In a beautiful extension of that line of critical thinking, two groups of investigators in last week's NEJM challenged the widely and ardently held assumption that vertebroplasty improves patient pain and symptom scores. (See http://content.nejm.org/cgi/content/abstract/361/6/557 ; and http://content.nejm.org/cgi/content/abstract/361/6/569 .) These two similar studies compared vertebroplasty to a sham procedure (control group) in order to control for the powerful placebo effect that accounts for part of the benefit of many medical and surgical interventions, and which is almost assuredly responsible for the reported and observed benefits of such "alternative and complementary medicines" as accupuncture.
There is no difference. In these adequately powered trials (80% power to detect a 2.5 and a 1.5 point difference on the pain scales respectively), the 95% confidence intervals for delta (the difference between the groups in pain scores) were -0.7 to +1.8 at 3 months in the first study and -0.3 to + 1.7 at 1 month in the second study. Given that the minimal clinically important difference in the pain score is considered to be 1.5 points, these two studies all but rule out a clinically significant difference between the procedure and sham. They also show that there is no statistically significant difference between the two, but the former is more important to us as clinicians given that the study is negative. And this is exactly how we should approach a negative study: by asking "does the 95% confidence interval for the observed delta include a clinically important difference?" If it does not, we can be reasonably assured that the study was adequately powered to answer the question that we as practitioners are most interested in. If it does include such a value, we must assume that for us given our judgment of clinical value, the study is not helpful and essentially underpowered. Note also that by looking at delta this way, we can determine the statistical precision (power) of the study - powerful studies will result in narrow(er) confidence intervals, and underpowered studies will result in wide(r) ones.

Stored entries
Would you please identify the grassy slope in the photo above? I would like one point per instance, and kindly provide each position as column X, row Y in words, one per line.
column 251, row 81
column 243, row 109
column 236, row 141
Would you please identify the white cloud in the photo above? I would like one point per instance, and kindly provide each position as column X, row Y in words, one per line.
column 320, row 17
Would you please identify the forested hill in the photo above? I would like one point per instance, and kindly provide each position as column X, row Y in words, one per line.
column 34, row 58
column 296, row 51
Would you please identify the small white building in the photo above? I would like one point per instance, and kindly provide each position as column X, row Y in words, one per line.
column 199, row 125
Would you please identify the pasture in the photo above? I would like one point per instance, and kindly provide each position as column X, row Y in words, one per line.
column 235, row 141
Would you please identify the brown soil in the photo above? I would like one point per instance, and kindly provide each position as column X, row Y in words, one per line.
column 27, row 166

* **Instructions to follow**: Reproduce the entire vertebroplasty text above word for word.

* **Completed exercise**:
In a beautiful extension of that line of critical thinking, two groups of investigators in last week's NEJM challenged the widely and ardently held assumption that vertebroplasty improves patient pain and symptom scores. (See http://content.nejm.org/cgi/content/abstract/361/6/557 ; and http://content.nejm.org/cgi/content/abstract/361/6/569 .) These two similar studies compared vertebroplasty to a sham procedure (control group) in order to control for the powerful placebo effect that accounts for part of the benefit of many medical and surgical interventions, and which is almost assuredly responsible for the reported and observed benefits of such "alternative and complementary medicines" as accupuncture.
There is no difference. In these adequately powered trials (80% power to detect a 2.5 and a 1.5 point difference on the pain scales respectively), the 95% confidence intervals for delta (the difference between the groups in pain scores) were -0.7 to +1.8 at 3 months in the first study and -0.3 to + 1.7 at 1 month in the second study. Given that the minimal clinically important difference in the pain score is considered to be 1.5 points, these two studies all but rule out a clinically significant difference between the procedure and sham. They also show that there is no statistically significant difference between the two, but the former is more important to us as clinicians given that the study is negative. And this is exactly how we should approach a negative study: by asking "does the 95% confidence interval for the observed delta include a clinically important difference?" If it does not, we can be reasonably assured that the study was adequately powered to answer the question that we as practitioners are most interested in. If it does include such a value, we must assume that for us given our judgment of clinical value, the study is not helpful and essentially underpowered. Note also that by looking at delta this way, we can determine the statistical precision (power) of the study - powerful studies will result in narrow(er) confidence intervals, and underpowered studies will result in wide(r) ones.